The amendments become effective on November 22, 1985, except for the concentration provision under Item (3) above which becomes effective on April 1, 1986.
A copy of the SEC's release is attached. Questions concerning this notice may be directed to I. William Fishkind, Assistant Director, Financial Responsibility, at(202)728-8405.
Sincerely,
John E. Pinto, Jr.
Senior Vice President
Compliance Department
Attachment
SECURITIES AND EXCHANGE COMMISSION
[17 CFR Part 240]
[Release No. 34-22499; File No. S7-8-84]
Customer Protection Rule
AGENCY: Securities and Exchange Commission.
ACTION: Rule Amendment.
SUMMARY: The Securities and Exchange Commission ("Commission") is adopting amendments to Rule 15c3-3 under the Securities Exchange Act of 1934 ("Act"). Under the rule, the broker-dealer is required to make a weekly computation (or in certain cases a monthly computation), as of the close of business Friday, to determine how much money it is holding which is either customer money or money obtained from use of customer securities (i.e., formula credits). From that amount the broker-dealer subtracts the amount of money it is owed by its cash or margin customers or by other broker-dealers because of customer transactions (i.e., formula debits). If the credits exceed the debits, the broker-dealer must deposit the excess by Tuesday morning in a Reserve Bank Account. If the debits exceed the credits, no deposit is necessary. This process is commonly referred to as the Reserve Formula Computation.

_ _ _ _ _ _ _

▶ **SET TASKS**
[1] According to the SEC notice, by what time must a broker-dealer deposit the excess of formula credits over formula debits?
[2] Please carry the SEC notice forward from its last sentence with the next part of the text.
The data after this point is separate material, unrelated to the SEC notice.

_ _ _ _ _ _ _

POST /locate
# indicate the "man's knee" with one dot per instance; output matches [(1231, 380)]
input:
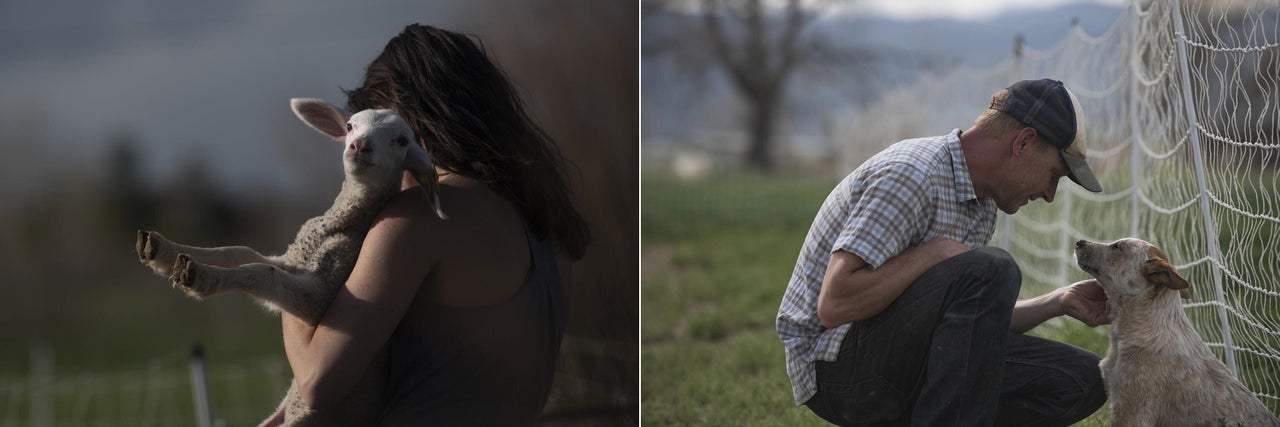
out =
[(1000, 266), (1080, 385)]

_ _ _ _ _ _ _

▶ **SET OF ANSWERS**
[1] By Tuesday morning, in a Reserve Bank Account.

[2]
The amendments will, for purposes of the debit items of the Reserve Formula: 1) exclude the debit balances of household members and other persons related to broker-dealer principals or affiliated in a certain way with a broker-dealer; 2) exclude, under certain circumstances, the debit balances of accounts in which "principals" of a broker-dealer have ownership interests; and 3) exclude, under certain circumstances, the amount by which a broker-dealer's margin accounts receivable (a debit item) with a single customer exceeds twenty-five percent of the net capital of the broker-dealer prior to securities haircuts ("tentative net capital").
The amendments are designed to assure that customers' funds and securities held by broker-dealers are protected against misuse or insolvency. The net effect of the proposed amendments may be to require that greater deposits be made in the Reserve Bank Accounts of some broker-dealers.
EFFECTIVE DATE: November 22, 1985 except the concentration provision which will be effective on April 1, 1986. FOR FURTHER INFORMATION CONTACT: Michael A. Macchiaroli, Division of Market Regulation, 450 5th Street, N.W., Washington, D.C. 20549 (202) 272-2904.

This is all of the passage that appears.